* _What the exercise asks_
Reproduce the data in its entirety, exactly as supplied.

######

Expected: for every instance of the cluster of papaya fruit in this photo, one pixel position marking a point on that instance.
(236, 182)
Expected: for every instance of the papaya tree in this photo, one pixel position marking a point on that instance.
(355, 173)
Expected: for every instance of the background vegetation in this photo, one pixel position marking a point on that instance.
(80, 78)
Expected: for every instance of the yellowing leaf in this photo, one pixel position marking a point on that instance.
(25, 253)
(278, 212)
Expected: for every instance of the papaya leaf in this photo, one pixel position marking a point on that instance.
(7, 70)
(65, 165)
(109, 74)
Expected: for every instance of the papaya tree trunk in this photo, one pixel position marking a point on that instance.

######

* _Response to this task_
Expected: for every instance of the cluster of papaya fruit in this photo, one pixel position marking a point on that instance.
(236, 182)
Expected: for every instance of the papaya tree in this photo, one pixel position marking a point on that instance.
(355, 173)
Expected: for every instance of the background vegetation in this photo, one pixel position marking a point on that instance.
(80, 78)
Expected: for every instance of the yellowing leaf in this photo, one pixel position marking a point on that instance.
(25, 253)
(278, 212)
Expected: for every instance of the papaya leaf in this photo, one pixel position marking a point on that instance.
(7, 70)
(65, 165)
(109, 74)
Expected: for every instance of the papaya tree trunk in this photo, one pixel position marking a point on that instance.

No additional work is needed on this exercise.